→ **Problem to work on**
Each line of the records that holds the word "positive" should be copied out.

•••

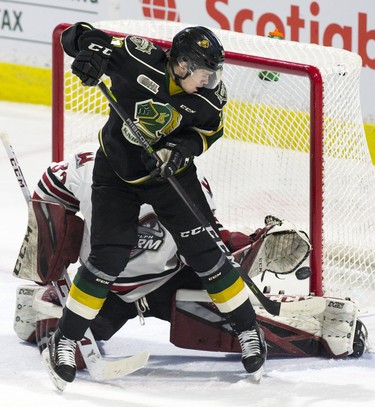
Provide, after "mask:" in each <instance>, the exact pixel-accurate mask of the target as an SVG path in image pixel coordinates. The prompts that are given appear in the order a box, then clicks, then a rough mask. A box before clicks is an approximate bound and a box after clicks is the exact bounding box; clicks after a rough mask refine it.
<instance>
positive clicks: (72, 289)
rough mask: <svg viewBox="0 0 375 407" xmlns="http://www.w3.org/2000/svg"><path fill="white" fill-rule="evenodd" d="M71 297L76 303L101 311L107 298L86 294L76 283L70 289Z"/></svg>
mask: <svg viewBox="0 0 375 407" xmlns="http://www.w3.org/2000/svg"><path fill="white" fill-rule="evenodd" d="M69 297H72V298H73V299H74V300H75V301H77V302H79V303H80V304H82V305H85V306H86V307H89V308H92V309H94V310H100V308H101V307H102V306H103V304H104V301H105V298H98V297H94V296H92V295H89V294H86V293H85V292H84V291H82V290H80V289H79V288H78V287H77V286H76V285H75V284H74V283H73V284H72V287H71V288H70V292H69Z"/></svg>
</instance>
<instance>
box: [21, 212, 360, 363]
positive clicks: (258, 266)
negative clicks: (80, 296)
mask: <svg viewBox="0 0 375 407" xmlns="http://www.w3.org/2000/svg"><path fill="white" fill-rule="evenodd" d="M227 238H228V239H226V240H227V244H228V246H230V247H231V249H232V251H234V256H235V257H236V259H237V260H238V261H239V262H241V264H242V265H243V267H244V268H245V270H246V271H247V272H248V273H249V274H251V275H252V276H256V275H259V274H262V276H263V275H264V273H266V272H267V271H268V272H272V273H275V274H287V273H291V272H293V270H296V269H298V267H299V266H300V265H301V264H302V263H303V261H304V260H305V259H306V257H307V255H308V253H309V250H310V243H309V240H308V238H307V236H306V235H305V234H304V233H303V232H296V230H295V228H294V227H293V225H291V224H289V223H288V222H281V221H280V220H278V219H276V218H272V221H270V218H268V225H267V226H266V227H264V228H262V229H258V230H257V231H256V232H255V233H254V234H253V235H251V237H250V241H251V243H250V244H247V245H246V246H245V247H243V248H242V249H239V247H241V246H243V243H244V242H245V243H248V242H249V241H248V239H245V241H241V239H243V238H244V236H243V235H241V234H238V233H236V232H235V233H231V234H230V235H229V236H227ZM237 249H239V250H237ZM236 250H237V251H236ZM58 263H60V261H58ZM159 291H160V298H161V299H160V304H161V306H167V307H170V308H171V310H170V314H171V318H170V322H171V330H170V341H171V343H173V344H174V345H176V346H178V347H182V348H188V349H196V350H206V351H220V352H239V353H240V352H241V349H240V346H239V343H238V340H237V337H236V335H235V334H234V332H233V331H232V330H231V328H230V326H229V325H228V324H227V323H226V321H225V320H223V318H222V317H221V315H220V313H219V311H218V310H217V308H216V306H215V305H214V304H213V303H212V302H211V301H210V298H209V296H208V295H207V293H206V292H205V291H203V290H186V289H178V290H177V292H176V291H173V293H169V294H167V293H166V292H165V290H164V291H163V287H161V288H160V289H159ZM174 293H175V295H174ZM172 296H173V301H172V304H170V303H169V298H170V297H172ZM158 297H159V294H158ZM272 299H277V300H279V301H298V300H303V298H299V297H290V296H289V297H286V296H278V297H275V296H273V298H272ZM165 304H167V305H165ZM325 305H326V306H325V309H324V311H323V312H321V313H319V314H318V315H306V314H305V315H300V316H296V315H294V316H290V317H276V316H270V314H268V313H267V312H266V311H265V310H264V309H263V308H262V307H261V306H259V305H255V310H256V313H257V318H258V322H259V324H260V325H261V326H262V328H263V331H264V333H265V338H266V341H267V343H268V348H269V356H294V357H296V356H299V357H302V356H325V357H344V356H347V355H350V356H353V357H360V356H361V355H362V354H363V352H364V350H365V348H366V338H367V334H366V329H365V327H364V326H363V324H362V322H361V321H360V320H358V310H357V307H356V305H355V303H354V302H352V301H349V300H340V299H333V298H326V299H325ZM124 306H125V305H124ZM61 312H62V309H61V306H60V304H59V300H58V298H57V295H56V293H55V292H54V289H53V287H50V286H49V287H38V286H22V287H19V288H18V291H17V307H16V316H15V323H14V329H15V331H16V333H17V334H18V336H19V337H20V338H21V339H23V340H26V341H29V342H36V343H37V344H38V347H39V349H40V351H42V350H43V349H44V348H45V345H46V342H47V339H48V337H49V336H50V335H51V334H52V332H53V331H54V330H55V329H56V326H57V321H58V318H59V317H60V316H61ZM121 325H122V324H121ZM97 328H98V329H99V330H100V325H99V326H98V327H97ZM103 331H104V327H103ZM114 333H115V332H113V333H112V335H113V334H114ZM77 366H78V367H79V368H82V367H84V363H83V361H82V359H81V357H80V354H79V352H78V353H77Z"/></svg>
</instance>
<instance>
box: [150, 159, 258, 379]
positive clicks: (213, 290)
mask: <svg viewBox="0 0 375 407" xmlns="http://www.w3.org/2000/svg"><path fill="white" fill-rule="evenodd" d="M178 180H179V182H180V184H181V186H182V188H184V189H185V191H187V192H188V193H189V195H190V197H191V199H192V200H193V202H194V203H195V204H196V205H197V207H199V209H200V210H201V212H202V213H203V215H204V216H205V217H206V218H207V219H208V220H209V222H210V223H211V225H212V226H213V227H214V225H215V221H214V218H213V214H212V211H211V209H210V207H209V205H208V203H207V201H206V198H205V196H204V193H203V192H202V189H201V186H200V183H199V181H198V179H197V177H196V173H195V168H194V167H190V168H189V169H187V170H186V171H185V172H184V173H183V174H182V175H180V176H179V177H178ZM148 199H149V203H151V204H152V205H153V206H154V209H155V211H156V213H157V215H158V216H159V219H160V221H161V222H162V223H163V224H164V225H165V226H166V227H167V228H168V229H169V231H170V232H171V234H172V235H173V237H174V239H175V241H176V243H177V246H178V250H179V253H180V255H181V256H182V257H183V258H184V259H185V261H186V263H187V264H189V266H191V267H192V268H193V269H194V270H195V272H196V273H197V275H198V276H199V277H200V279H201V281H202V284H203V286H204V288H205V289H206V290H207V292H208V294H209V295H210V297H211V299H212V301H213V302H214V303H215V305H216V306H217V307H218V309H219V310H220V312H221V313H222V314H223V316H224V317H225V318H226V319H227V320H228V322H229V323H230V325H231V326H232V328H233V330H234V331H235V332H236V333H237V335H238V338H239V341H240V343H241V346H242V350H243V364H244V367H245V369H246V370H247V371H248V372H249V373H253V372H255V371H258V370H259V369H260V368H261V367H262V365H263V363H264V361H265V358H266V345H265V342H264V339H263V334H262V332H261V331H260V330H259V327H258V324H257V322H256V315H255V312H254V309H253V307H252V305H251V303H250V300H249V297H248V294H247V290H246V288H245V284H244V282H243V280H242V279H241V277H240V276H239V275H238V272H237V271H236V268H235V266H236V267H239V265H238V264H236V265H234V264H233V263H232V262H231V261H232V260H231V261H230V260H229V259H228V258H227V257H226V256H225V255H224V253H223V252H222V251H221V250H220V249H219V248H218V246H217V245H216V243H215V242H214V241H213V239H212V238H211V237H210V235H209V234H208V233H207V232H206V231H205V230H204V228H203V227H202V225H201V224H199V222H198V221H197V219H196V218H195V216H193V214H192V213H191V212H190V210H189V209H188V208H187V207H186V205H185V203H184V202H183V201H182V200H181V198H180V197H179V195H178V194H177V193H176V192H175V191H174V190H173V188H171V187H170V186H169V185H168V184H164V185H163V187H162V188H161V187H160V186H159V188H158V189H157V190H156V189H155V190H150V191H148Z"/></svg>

•••

→ **Response box**
positive clicks: (72, 289)
positive clicks: (258, 266)
positive clicks: (213, 290)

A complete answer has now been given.